• WORK TO BE COMPLETED:
A complete answer includes every line below with the word "pole".

+ + +

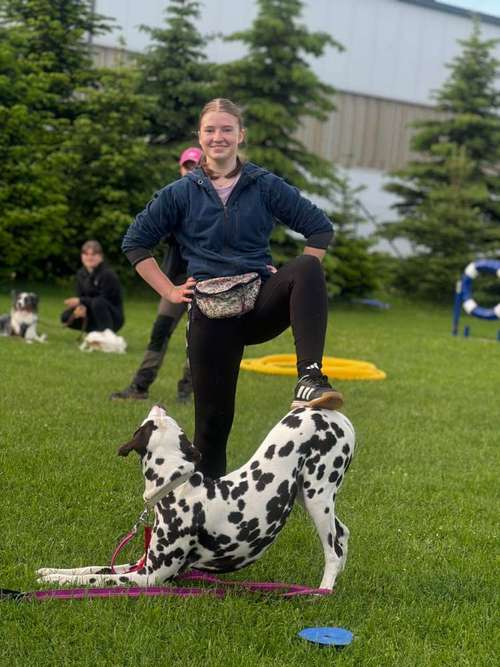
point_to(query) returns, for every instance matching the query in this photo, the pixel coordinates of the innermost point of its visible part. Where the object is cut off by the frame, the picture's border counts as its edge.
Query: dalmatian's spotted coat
(225, 524)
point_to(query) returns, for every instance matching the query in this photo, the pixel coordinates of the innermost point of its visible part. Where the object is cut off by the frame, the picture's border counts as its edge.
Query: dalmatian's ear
(139, 441)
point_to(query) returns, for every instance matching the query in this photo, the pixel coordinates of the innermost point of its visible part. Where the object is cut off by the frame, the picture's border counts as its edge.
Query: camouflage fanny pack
(229, 296)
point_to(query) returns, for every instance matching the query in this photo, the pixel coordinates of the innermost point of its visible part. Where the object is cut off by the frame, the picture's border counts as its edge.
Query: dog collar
(151, 501)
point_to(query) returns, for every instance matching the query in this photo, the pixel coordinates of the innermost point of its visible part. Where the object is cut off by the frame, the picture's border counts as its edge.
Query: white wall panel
(393, 49)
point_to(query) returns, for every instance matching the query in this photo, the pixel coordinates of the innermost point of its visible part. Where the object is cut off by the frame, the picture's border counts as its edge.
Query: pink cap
(191, 154)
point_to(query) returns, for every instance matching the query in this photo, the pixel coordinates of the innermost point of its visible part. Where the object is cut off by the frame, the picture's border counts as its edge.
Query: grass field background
(420, 499)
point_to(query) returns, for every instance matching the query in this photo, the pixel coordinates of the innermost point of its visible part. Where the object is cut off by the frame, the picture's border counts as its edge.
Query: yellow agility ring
(339, 369)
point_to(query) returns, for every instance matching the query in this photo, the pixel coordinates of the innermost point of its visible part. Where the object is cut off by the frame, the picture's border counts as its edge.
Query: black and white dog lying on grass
(23, 318)
(225, 524)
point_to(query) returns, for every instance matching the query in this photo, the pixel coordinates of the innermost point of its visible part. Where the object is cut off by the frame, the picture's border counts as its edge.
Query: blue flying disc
(327, 636)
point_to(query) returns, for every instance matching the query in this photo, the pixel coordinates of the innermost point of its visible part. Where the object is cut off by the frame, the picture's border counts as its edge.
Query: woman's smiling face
(219, 136)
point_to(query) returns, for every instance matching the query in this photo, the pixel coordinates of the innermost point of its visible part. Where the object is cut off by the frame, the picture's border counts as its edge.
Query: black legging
(295, 295)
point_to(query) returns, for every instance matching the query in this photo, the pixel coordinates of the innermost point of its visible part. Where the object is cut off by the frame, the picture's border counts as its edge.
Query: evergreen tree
(109, 173)
(175, 73)
(87, 126)
(277, 89)
(56, 31)
(450, 197)
(33, 189)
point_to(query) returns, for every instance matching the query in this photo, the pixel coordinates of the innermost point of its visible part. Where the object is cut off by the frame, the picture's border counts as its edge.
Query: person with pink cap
(169, 315)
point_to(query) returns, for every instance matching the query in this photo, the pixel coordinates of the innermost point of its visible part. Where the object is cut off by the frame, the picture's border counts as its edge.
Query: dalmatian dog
(225, 524)
(23, 318)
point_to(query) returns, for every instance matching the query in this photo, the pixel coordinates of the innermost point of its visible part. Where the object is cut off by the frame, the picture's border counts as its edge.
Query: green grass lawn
(420, 585)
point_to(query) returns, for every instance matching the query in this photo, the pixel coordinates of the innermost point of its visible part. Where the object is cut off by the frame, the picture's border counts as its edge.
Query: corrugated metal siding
(365, 132)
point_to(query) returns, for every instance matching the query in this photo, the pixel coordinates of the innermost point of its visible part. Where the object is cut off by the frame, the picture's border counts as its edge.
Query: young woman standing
(222, 215)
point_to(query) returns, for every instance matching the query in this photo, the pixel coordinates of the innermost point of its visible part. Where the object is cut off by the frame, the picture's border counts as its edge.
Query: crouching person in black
(98, 304)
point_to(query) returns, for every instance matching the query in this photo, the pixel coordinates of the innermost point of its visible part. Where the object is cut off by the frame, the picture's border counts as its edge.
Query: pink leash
(219, 591)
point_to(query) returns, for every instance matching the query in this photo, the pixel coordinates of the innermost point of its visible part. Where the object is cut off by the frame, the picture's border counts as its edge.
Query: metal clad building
(395, 56)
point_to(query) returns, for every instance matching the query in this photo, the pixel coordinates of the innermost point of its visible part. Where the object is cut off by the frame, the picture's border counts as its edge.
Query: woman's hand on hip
(182, 293)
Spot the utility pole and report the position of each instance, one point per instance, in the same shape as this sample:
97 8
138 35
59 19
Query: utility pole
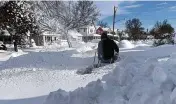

+ + +

• WRITTEN REPLY:
Spot the utility pole and report the position of each instance, one point per instance, in the same shape as this sample:
Query: utility pole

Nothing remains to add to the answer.